[Begin DATA ENTRIES]

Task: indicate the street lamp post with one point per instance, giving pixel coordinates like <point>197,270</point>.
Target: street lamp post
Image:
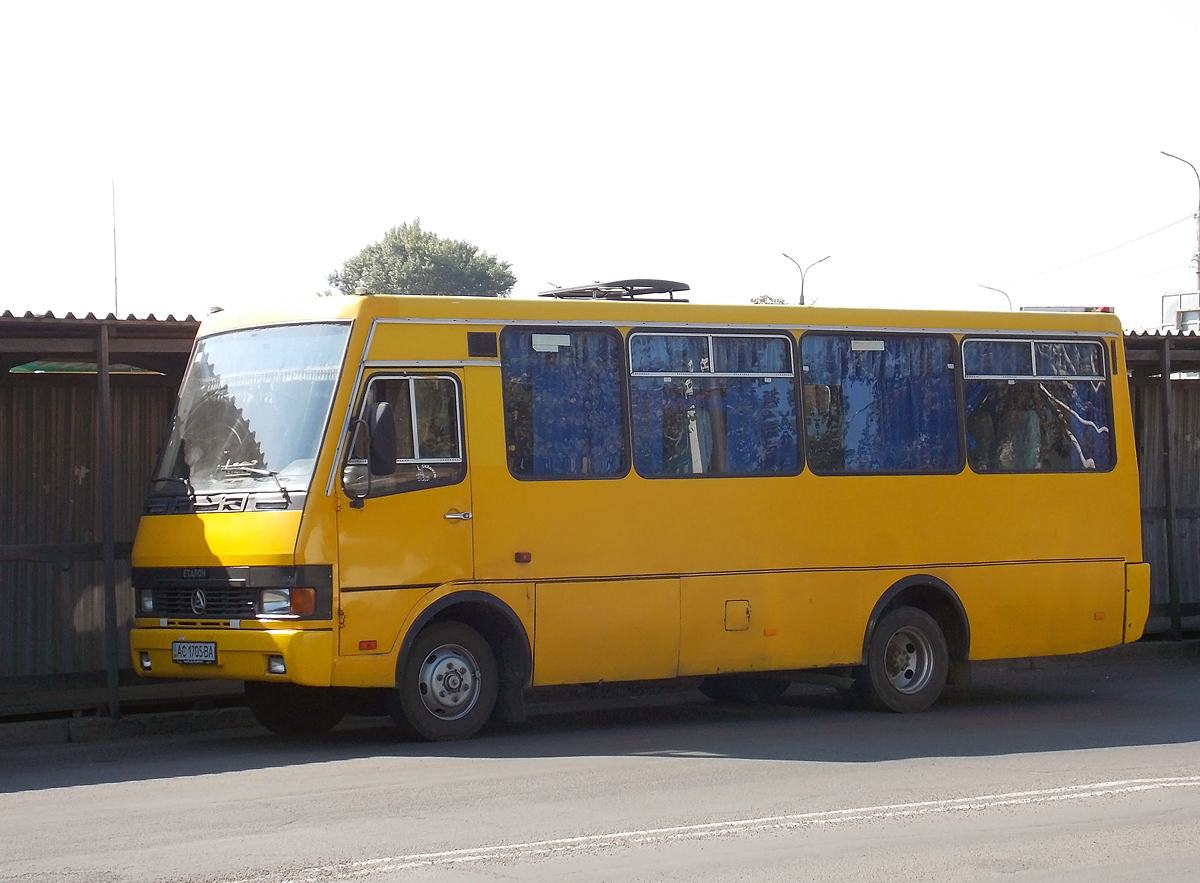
<point>1198,211</point>
<point>1003,293</point>
<point>804,270</point>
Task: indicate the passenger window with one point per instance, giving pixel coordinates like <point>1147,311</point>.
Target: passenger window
<point>713,404</point>
<point>880,403</point>
<point>429,437</point>
<point>564,403</point>
<point>1048,410</point>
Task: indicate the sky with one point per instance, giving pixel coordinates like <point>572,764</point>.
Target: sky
<point>928,148</point>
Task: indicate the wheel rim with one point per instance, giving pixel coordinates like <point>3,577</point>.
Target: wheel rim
<point>909,660</point>
<point>449,682</point>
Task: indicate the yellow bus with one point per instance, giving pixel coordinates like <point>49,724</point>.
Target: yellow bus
<point>436,504</point>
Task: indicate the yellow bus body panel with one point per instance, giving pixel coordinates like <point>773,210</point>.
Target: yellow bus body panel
<point>593,631</point>
<point>216,539</point>
<point>1137,600</point>
<point>629,577</point>
<point>388,617</point>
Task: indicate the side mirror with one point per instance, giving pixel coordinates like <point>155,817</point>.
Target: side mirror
<point>382,431</point>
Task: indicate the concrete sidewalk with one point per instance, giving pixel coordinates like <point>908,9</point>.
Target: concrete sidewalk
<point>61,731</point>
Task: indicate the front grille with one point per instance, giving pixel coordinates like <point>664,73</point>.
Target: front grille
<point>222,602</point>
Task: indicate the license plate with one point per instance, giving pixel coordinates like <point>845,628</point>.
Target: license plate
<point>191,653</point>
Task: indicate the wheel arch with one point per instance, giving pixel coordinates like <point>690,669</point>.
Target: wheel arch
<point>503,630</point>
<point>935,598</point>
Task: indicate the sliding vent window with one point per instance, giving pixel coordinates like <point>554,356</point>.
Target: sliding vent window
<point>713,404</point>
<point>880,404</point>
<point>1037,406</point>
<point>429,436</point>
<point>564,404</point>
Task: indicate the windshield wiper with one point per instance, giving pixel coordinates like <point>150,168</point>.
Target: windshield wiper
<point>249,469</point>
<point>181,480</point>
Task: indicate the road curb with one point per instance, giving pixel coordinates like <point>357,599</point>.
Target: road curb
<point>91,730</point>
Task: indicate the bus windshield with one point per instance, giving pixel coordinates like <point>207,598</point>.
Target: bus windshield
<point>252,410</point>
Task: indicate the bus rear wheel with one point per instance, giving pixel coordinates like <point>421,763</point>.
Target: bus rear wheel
<point>294,712</point>
<point>906,662</point>
<point>448,684</point>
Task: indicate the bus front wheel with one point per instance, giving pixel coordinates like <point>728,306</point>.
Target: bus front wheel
<point>294,712</point>
<point>906,661</point>
<point>448,684</point>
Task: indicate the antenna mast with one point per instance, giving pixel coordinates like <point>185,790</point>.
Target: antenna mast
<point>117,308</point>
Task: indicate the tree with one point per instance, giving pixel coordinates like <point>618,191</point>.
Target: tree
<point>412,260</point>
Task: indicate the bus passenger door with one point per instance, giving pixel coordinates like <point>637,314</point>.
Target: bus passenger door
<point>403,533</point>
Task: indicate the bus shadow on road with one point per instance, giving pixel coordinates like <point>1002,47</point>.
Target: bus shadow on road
<point>1002,713</point>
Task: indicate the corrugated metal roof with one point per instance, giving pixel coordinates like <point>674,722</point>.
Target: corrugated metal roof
<point>90,317</point>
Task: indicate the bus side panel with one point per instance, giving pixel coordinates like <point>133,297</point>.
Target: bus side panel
<point>1137,600</point>
<point>375,617</point>
<point>762,622</point>
<point>612,630</point>
<point>395,613</point>
<point>1041,610</point>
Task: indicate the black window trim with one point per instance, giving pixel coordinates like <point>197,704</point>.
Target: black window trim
<point>1033,358</point>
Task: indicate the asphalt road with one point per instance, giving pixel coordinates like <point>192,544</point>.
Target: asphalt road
<point>1062,774</point>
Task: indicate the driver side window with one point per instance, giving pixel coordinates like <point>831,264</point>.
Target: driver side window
<point>426,414</point>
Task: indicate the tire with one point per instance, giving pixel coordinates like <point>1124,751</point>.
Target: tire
<point>447,655</point>
<point>743,689</point>
<point>294,712</point>
<point>906,662</point>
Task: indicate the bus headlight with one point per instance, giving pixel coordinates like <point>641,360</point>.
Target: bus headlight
<point>275,602</point>
<point>287,602</point>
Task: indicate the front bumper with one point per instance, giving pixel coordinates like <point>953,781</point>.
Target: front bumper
<point>241,654</point>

[End DATA ENTRIES]

**STATED GOAL:**
Copy out every one of the records above word for word, leaving out the pictures.

**WRITTEN REPLY:**
Task: indicate the street lamp post with one point per instance, giving pixel coordinates like <point>197,270</point>.
Target: street lamp post
Image:
<point>1198,211</point>
<point>1003,293</point>
<point>804,270</point>
Task: indicate the passenger window with one point per instance, giving pixel coordinates like <point>1147,311</point>.
Target: passenger window
<point>713,404</point>
<point>880,403</point>
<point>429,437</point>
<point>564,403</point>
<point>1048,410</point>
Task: indicate the sky with one point per instance, giving pixel coordinates like <point>572,764</point>.
Target: sky
<point>928,148</point>
Task: indicate the wheel rim with one point per instance, giving pixel coordinates like <point>3,577</point>.
Target: wheel rim
<point>909,660</point>
<point>449,682</point>
Task: indicate the yellow bus with one point per instance, giving pixel coordinates like <point>49,724</point>.
Target: yellow bus
<point>436,504</point>
Task: indicate the yellow bus body panel with one point per instance, giving pixel coordinates like <point>773,210</point>.
Target: yellow bus body panel
<point>593,631</point>
<point>216,539</point>
<point>1137,600</point>
<point>629,577</point>
<point>388,617</point>
Task: indicate the side mirror with one point per instance, giving pixel coordinates like <point>155,817</point>.
Target: side mirror
<point>382,431</point>
Task: indicate the concrete sidewalk with one point per instance, giving pixel coordinates like <point>908,9</point>.
Target: concrete sidewalk
<point>61,731</point>
Task: indicate the front grille with one point per instance, giving pixel coordinates like <point>664,73</point>.
Target: front grille
<point>222,602</point>
Task: indicate the license plate with one point per instance, giving pixel coordinates like <point>845,628</point>.
Target: license plate
<point>191,653</point>
Task: indicate the wheel arch with one point per instance, giving pixel coordinates like <point>690,669</point>.
Target: wheel arch
<point>503,630</point>
<point>935,598</point>
Task: indicate the sliding vent window with one point per instance, giving pixel coordinates like <point>554,356</point>.
Target: sliding vent window
<point>713,404</point>
<point>880,404</point>
<point>1037,406</point>
<point>429,436</point>
<point>564,404</point>
Task: indicate the windshield wiper with one point per instance, giving pixel coordinates like <point>150,168</point>.
Target: windshield wiper
<point>249,469</point>
<point>181,480</point>
Task: indicate the road curb with one point per instance, giving pixel coordinates like <point>357,599</point>.
Target: road curb
<point>91,730</point>
Task: indicate the bus windshield with one point per instance, giving pixel coordinates like <point>207,598</point>.
Target: bus windshield
<point>252,410</point>
Task: indicate the bus rear wheel with one point per instance, giving pixel coordinates like <point>421,763</point>.
Target: bus rear wheel
<point>294,712</point>
<point>906,662</point>
<point>448,684</point>
Task: indicate the bus front wheel with one point per instance, giving pixel coordinates like <point>728,306</point>.
Target: bus front wheel
<point>294,712</point>
<point>906,661</point>
<point>448,684</point>
Task: indicate the antenna mast with one point per instance, giving pixel coordinates like <point>185,790</point>.
Target: antenna mast
<point>117,308</point>
Task: indicate the tree with one point per instance, giving pixel coordinates like <point>618,191</point>.
Target: tree
<point>412,260</point>
Task: indicate the bus passenger door with one point per instance, giving pixel coordinates like <point>637,314</point>.
Target: bus passenger door
<point>403,533</point>
Task: indicate the bus shadow on road with one point per instance, giving pixel coordinates like <point>1002,47</point>.
Target: bus shadow on road
<point>1002,713</point>
Task: indicate the corrugated metal roof with one point per instance, giving pixel coordinates like <point>674,722</point>.
Target: corrugated metal roof
<point>90,317</point>
Task: indicate the bus side panel with one point per instance, giving pixel coordinates like <point>133,297</point>.
Target: bus side panel
<point>1137,600</point>
<point>375,617</point>
<point>762,622</point>
<point>612,630</point>
<point>395,613</point>
<point>1041,610</point>
Task: indicate the black window trim with one point per instance, giving pixel coordinates like <point>197,704</point>.
Target: black window trim
<point>1033,358</point>
Task: indicate the asphalt road with one point per instance, giving pixel coordinates like <point>192,544</point>.
Target: asphalt road
<point>1062,774</point>
Task: indicate the driver side window with one point per instance, giving pixel coordinates like <point>831,264</point>.
Target: driver side window
<point>426,414</point>
Task: indicate the tire with one point per instance, giving pixel coordinates like <point>1124,751</point>.
Target: tire
<point>447,655</point>
<point>743,689</point>
<point>294,712</point>
<point>906,662</point>
Task: indicate the bus headlight with one point per instance, giving pixel coordinates like <point>641,360</point>.
Target: bus headlight
<point>275,602</point>
<point>287,602</point>
Task: indicate the front bumper with one point per instance, giving pixel coordinates like <point>953,781</point>.
Target: front bumper
<point>241,654</point>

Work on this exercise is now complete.